### Prompt A
Please return every line of the entries below that contains the word "pink". Case counts.

:: Text shown ::

File: USG-UAP-D001 Dated: Primarily 1998 Length: 86 pages Agency: USG (White House / Congress / NASA) Released: PURSUE Release 03

What this document actually is

USG-UAP-D001 is not a UFO incident report. It is a bundle of Headquarters Action Tracking System (HATS) records - the internal paperwork NASA's Congressional Inquiries office used to log, route, and close out constituent correspondence - along with the letters, emails, and draft replies themselves. Constituent names throughout are redacted per standard FOIA practice, appearing in the released text as (b) (6) markers; this piece preserves those redactions exactly as released rather than guessing at who wrote in.

The pattern repeats dozens of times across the file: a citizen writes to a Senator, House member, or directly to the White House about UFOs. That office forwards the letter to NASA's Office of Legislative Affairs, care of Associate Administrator Edward Heffernan. NASA drafts a reply, encloses a standard fact sheet, and closes the case in the tracking system - usually within a few weeks.

What people actually asked

The questions are specific, and often reveal the reader's own theory of the case:

Senator Olympia Snowe (Maine), forwarding a constituent, May 18 1998

The constituent doubted the "authenticity of the recently released Mariner photographs" - actually the newer Mars Global Surveyor images - specifically because the picture "only having 75 shades of grey, rather than the 256 it is supposed to have."

Senator Charles Grassley (Iowa), forwarding a constituent, August 1998

Requesting information "about the possible sightings of Unidentified Flying Objects (UFOs) by NASA astronauts" - the inquiry NASA answered by enclosing a 1976 magazine article rather than drafting anything new (see below).

A White House email correspondent, March 16 1998

Identified themselves as a member of CSETI (the Center for the Study of Extraterrestrial Intelligence) and asked President Clinton to hold public congressional hearings, referencing an alleged December 1997 briefing of senior officials by CSETI director Dr. Steven Greer. The letter also invoked a rumor that Clinton had asked former associate attorney general Webster Hubbell to look into what the government knew, and - dating the letter precisely - suggested hearings as "a way of changing the headlines about sex in the White House."

:::
:: Data provided ::

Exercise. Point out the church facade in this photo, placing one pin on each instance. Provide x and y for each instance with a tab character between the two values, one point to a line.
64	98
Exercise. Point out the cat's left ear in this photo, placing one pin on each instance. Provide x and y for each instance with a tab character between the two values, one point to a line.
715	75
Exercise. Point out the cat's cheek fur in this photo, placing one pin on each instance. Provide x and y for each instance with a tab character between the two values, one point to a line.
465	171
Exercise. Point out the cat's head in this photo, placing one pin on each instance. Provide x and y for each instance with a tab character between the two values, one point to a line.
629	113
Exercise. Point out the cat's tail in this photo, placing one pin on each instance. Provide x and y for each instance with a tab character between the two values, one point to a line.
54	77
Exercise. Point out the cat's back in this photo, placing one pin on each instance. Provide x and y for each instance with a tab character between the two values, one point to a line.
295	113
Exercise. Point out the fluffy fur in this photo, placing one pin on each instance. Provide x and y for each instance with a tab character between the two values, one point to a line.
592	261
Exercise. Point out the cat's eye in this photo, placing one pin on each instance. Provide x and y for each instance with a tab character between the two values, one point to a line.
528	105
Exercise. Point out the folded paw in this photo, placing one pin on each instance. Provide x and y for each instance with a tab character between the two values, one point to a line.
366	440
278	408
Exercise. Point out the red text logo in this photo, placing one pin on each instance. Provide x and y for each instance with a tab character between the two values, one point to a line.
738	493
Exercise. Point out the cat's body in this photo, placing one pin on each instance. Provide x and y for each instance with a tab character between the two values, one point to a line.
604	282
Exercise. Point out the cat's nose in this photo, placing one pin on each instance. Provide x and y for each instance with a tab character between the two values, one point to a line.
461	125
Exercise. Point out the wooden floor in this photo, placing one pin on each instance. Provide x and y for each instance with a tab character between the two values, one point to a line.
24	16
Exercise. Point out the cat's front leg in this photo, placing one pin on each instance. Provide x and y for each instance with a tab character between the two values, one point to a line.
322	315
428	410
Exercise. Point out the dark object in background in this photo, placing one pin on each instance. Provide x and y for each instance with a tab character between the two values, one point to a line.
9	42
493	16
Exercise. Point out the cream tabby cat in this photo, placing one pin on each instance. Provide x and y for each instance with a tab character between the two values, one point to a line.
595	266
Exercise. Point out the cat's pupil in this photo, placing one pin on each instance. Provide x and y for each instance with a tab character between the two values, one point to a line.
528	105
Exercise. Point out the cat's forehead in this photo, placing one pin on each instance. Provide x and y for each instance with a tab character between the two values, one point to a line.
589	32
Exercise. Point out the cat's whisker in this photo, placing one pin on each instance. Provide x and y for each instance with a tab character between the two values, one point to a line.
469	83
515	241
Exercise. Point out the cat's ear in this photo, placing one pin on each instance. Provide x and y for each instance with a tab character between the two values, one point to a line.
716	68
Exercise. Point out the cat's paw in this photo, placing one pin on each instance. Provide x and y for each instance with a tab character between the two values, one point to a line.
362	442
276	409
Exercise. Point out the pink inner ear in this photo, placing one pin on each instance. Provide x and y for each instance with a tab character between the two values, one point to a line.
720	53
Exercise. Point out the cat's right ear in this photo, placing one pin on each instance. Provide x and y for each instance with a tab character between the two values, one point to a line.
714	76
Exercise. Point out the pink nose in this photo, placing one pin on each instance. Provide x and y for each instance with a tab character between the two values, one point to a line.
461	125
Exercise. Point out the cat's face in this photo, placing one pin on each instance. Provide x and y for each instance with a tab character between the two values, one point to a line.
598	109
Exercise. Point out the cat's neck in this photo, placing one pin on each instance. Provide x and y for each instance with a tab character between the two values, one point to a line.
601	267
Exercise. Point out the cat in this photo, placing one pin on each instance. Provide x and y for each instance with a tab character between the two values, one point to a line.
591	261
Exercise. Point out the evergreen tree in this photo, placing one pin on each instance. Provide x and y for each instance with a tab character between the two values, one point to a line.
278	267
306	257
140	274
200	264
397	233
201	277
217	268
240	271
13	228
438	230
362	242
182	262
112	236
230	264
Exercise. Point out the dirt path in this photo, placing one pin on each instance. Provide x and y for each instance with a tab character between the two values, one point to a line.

:::

### Prompt B
Give the NASA correspondence text above again from "File: USG-UAP-D001 Dated: Primarily" to "who wrote in.", and swap "constituent correspondence" for "public mail".

### Task result A
Exercise. Point out the pink inner ear in this photo, placing one pin on each instance. Provide x and y for each instance with a tab character between the two values, one point to a line.
Exercise. Point out the pink nose in this photo, placing one pin on each instance. Provide x and y for each instance with a tab character between the two values, one point to a line.

### Task result B
File: USG-UAP-D001 Dated: Primarily 1998 Length: 86 pages Agency: USG (White House / Congress / NASA) Released: PURSUE Release 03

What this document actually is

USG-UAP-D001 is not a UFO incident report. It is a bundle of Headquarters Action Tracking System (HATS) records - the internal paperwork NASA's Congressional Inquiries office used to log, route, and close out public mail - along with the letters, emails, and draft replies themselves. Constituent names throughout are redacted per standard FOIA practice, appearing in the released text as (b) (6) markers; this piece preserves those redactions exactly as released rather than guessing at who wrote in.